- **Aim A**:
In the transfer learning excerpt, why is CIFAR10 chosen as the dataset? Answer in one to three sentences.
- **Aim B**:
Repeat the part of the transfer learning excerpt from "# Try to get" to "torch.cuda.is_available() else 'cpu')" word for word.

───── Excerpt to read

These two major transfer learning scenarios look as follows:

-  **Finetuning the convnet**: Instead of random initialization, we
   initialize the network with a pretrained network, like the one that is
   trained on imagenet 1000 dataset. Rest of the training looks as
   usual.
-  **ConvNet as fixed feature extractor**: Here, we will freeze the weights
   for all of the network except that of the final fully connected
   layer. This last fully connected layer is replaced with a new one
   with random weights and only this layer is trained.


In [1]:
import torch
import torch.nn as nn
import torch.optim as optim
from torch.optim import lr_scheduler
import numpy as np
import torchvision
from torchvision import datasets, models, transforms
import matplotlib.pyplot as plt
import time
import os

# Try to get torchinfo, install it if it doesn't work
try:
    from torchinfo import summary
except:
    print("[INFO] Couldn't find torchinfo... installing it.")
    !pip install -q torchinfo
    from torchinfo import summary

# move the model to GPU
device = torch.device('cuda:0' if torch.cuda.is_available() else 'cpu')

[INFO] Couldn't find torchinfo... installing it.


## 1. Load Data
---------

Before we can start to use **transfer learning**, we'll need a dataset.

To see how transfer learning compares to our previous attempts at model building, we'll use the same CIFAR10 for experimentation.


In [3]:
# Define transformations
transform = transforms.Compose(
    [transforms.Resize(224), # Note the difference here compared to before
     transforms.ToTensor(),
     transforms.Normalize((0.5,0.5,0.5), (0.5,0.5,0.5))])

# Setup training data
train_data = datasets.CIFAR10(
    root="data", # where to download data to?
    train=True, # get training data
    download=True, # download data if it doesn't exist on disk
    transform=transform, # images come as PIL format, we want to turn into Torch tensors and normalize
    target_transform=None # you can transform labels as well
)

# Setup testing data
test_data = datasets.CIFAR10(
    root="data",
    train=False, # get test data
    download=True,
    transform=transform
)

──────────
───── Stored records

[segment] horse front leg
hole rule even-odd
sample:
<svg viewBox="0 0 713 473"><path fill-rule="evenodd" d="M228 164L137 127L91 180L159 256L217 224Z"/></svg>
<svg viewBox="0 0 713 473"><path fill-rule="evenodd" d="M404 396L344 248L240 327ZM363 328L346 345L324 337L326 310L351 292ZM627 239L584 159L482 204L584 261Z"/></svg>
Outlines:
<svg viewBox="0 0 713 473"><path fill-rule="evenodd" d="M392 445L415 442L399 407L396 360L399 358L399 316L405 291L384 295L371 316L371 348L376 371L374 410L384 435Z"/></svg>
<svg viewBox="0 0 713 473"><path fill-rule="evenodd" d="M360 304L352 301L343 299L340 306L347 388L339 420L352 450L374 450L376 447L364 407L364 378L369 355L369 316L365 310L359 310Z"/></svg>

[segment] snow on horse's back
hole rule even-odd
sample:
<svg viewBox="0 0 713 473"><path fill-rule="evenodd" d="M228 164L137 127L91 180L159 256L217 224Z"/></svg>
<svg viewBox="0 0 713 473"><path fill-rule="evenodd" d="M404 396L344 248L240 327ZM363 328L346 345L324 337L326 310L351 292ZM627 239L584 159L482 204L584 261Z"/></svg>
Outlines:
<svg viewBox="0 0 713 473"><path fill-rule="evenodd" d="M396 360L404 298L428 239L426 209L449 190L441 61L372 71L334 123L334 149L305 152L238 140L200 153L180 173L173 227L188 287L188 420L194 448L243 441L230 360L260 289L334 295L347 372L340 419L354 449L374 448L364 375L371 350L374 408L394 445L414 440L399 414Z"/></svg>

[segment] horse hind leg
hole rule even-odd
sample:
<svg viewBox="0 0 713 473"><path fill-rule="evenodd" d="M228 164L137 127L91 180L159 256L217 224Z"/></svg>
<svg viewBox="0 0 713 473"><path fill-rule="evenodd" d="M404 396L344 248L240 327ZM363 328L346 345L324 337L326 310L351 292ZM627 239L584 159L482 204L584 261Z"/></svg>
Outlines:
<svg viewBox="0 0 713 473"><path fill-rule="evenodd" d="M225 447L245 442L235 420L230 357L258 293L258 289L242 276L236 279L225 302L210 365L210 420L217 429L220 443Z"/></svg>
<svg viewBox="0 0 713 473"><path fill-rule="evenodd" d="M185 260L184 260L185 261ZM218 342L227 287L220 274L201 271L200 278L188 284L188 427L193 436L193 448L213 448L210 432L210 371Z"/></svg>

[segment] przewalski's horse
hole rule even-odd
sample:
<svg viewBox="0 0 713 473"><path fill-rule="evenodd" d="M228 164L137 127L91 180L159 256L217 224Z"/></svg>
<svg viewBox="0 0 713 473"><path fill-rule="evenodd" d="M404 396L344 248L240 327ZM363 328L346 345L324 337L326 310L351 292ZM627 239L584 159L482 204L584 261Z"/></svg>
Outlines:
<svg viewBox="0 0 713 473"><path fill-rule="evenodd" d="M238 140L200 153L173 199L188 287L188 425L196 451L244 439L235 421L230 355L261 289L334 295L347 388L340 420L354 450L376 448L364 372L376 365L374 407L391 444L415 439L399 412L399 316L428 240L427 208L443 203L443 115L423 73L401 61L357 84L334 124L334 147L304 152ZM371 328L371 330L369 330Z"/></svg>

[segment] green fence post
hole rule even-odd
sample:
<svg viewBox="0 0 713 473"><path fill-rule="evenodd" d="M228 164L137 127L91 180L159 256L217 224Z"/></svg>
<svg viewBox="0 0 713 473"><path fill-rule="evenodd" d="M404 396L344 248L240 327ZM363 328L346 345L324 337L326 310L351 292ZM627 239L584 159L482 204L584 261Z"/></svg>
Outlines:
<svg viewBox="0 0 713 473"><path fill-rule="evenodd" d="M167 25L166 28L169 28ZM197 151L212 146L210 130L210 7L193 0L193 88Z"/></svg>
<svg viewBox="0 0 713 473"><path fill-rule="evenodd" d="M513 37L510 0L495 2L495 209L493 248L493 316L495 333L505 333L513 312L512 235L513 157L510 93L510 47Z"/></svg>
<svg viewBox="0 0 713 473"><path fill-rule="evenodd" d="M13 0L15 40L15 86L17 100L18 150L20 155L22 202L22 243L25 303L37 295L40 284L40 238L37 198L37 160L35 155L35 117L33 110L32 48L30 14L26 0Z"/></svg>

──────────

- **Expected answer A**:
CIFAR10 is used because it is the same dataset as in the earlier attempts at model building. Using it again makes it possible to see how transfer learning compares with those earlier attempts.

- **Expected answer B**:
# Try to get torchinfo, install it if it doesn't work
try:
    from torchinfo import summary
except:
    print("[INFO] Couldn't find torchinfo... installing it.")
    !pip install -q torchinfo
    from torchinfo import summary

# move the model to GPU
device = torch.device('cuda:0' if torch.cuda.is_available() else 'cpu')